*EXERCISE REQUIREMENTS*
Write out exactly the lines from the start of the entries through the one that contains "Point to the white communion", including both.

⁂

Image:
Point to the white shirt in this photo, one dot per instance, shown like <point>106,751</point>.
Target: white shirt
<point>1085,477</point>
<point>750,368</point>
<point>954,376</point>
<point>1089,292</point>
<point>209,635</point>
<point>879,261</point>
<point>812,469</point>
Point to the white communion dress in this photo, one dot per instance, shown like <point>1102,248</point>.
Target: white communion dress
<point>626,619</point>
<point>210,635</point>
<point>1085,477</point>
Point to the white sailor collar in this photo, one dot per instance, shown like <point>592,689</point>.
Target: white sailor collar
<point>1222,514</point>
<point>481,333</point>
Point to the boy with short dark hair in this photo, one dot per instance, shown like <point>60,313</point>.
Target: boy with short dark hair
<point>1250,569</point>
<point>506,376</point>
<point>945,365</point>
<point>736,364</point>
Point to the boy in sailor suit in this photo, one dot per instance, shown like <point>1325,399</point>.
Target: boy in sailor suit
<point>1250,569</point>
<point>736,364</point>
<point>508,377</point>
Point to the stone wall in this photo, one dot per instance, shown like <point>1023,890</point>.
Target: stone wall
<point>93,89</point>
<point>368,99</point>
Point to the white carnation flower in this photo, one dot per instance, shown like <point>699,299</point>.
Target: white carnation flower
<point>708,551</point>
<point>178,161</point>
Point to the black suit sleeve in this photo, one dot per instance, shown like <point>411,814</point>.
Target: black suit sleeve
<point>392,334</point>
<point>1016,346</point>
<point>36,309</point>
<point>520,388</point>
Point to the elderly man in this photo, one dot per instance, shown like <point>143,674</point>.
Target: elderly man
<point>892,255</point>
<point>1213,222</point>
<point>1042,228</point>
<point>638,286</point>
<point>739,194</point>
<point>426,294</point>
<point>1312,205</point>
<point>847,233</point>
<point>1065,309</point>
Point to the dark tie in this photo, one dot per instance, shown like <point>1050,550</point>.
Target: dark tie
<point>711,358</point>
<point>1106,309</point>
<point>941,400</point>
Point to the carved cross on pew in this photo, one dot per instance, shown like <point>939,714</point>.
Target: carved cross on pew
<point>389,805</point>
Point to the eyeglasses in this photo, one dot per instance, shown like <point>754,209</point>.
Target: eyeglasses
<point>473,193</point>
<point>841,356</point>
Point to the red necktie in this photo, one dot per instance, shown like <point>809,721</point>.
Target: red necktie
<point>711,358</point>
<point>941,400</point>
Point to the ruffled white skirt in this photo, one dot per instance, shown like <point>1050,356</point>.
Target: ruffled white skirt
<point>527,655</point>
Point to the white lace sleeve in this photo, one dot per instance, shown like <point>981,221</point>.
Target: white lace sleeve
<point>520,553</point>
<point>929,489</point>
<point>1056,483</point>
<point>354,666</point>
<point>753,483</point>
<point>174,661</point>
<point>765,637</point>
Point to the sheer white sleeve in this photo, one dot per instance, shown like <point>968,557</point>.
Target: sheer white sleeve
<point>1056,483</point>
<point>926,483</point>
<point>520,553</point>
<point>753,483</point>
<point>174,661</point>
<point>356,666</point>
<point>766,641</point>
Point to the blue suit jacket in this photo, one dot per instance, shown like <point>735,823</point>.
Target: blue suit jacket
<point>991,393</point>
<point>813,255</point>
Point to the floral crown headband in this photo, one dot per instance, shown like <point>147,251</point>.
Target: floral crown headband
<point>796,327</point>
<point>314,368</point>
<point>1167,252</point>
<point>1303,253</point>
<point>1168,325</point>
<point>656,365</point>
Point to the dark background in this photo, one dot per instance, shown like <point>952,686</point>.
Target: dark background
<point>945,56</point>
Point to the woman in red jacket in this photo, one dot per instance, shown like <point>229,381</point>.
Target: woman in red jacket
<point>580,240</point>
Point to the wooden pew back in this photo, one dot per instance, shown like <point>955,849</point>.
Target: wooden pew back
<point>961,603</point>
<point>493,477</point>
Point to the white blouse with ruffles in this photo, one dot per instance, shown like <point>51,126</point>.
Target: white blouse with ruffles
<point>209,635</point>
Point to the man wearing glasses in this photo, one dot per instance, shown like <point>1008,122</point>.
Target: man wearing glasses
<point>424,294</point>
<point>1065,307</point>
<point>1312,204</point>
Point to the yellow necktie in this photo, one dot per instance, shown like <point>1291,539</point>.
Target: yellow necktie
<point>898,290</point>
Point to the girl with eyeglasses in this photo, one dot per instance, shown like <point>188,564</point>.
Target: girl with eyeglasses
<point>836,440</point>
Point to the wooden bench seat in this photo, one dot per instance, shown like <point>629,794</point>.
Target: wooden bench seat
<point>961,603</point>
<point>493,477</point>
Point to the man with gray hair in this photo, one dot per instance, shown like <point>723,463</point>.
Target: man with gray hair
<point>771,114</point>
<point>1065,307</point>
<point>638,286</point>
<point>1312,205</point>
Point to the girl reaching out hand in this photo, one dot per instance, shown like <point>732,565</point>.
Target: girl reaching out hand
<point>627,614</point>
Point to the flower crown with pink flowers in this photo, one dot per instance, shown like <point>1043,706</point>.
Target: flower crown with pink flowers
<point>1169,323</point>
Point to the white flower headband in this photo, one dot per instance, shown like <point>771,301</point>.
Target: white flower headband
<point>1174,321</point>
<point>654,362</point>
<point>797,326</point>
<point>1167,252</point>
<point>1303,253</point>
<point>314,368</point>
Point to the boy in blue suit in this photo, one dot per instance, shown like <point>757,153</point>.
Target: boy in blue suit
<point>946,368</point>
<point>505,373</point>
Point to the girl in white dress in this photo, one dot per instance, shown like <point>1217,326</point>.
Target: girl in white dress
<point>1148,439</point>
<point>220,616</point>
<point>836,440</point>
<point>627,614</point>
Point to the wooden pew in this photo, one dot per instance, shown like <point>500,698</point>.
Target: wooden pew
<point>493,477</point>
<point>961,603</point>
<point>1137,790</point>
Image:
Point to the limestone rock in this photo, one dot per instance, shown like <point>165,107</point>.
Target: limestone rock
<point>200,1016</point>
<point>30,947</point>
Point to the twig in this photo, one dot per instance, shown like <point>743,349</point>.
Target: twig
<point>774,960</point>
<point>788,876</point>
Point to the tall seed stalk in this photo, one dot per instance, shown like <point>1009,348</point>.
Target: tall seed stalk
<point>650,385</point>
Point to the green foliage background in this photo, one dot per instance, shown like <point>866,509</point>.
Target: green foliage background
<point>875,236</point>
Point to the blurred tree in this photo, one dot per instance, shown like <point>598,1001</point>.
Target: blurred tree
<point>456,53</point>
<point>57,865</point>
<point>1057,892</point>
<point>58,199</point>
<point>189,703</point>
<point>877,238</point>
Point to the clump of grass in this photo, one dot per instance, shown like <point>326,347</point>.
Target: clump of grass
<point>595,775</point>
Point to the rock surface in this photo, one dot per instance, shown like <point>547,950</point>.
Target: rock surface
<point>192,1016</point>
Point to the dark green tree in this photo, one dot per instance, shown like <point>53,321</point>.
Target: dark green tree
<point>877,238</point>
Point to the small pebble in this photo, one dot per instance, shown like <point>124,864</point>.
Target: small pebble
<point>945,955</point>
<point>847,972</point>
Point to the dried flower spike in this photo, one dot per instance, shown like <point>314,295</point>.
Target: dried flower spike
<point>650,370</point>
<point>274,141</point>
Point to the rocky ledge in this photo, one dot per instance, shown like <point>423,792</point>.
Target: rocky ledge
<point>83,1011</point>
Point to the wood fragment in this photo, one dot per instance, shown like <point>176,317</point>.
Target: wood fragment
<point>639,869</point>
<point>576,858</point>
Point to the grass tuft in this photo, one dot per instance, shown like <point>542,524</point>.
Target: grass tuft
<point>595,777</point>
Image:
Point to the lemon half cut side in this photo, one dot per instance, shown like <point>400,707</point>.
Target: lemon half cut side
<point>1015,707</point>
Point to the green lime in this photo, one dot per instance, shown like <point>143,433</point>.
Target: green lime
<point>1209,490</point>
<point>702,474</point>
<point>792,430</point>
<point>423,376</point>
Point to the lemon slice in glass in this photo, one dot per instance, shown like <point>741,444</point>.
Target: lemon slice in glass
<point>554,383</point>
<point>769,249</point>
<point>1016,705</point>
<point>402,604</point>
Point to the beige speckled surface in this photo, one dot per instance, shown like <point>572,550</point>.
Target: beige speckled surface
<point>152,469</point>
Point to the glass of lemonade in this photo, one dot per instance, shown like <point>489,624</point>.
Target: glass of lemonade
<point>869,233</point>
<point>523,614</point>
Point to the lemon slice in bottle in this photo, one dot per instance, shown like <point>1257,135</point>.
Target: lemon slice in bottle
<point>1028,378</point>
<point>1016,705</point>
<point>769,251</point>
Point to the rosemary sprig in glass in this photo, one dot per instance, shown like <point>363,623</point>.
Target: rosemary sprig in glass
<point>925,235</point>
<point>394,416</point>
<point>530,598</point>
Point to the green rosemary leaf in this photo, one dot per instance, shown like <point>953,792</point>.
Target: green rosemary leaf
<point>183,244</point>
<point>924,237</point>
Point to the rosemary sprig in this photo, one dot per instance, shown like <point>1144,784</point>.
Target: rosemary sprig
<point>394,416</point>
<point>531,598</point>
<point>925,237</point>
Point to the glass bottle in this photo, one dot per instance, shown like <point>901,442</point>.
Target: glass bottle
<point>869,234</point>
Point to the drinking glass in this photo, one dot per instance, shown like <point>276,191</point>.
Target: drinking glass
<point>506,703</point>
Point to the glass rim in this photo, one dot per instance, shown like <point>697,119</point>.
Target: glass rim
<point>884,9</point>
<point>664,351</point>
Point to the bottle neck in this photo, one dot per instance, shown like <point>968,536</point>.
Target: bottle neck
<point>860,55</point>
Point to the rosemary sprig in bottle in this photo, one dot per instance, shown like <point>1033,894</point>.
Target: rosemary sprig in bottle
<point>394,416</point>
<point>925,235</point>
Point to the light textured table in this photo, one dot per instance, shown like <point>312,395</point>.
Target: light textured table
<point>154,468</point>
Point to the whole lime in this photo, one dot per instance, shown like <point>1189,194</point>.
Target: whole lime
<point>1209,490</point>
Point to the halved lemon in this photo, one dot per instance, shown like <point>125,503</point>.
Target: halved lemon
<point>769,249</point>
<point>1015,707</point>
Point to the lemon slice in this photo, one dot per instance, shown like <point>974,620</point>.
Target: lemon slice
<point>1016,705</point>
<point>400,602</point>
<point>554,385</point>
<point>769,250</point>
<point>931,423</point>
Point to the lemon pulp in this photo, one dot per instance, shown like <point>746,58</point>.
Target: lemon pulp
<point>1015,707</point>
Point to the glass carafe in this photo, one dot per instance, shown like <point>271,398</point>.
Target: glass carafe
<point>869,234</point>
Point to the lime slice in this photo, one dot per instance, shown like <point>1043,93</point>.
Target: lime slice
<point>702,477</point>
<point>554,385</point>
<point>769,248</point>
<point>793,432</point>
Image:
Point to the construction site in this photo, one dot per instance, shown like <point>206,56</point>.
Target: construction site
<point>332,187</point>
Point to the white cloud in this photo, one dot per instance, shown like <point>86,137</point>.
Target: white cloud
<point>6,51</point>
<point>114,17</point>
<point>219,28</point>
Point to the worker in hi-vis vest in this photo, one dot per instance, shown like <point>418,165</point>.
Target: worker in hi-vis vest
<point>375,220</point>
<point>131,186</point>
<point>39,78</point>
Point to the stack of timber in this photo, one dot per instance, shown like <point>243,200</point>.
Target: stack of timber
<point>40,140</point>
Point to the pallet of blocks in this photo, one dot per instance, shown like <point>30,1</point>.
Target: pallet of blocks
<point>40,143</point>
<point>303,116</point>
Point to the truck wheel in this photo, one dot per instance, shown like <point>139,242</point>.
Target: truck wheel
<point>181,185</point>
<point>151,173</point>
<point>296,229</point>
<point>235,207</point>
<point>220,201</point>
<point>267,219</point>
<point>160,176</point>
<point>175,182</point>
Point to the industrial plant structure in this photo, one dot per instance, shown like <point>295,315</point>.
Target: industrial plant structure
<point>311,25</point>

⁂

*RESULT OF THE EXERCISE*
Image:
Point to the white shirt in this photo, one dot per instance, shown like <point>106,751</point>.
Target: white shirt
<point>1085,477</point>
<point>750,368</point>
<point>954,376</point>
<point>1089,292</point>
<point>209,635</point>
<point>879,261</point>
<point>812,469</point>
Point to the white communion dress in this photo, one dot per instance, shown like <point>1102,248</point>.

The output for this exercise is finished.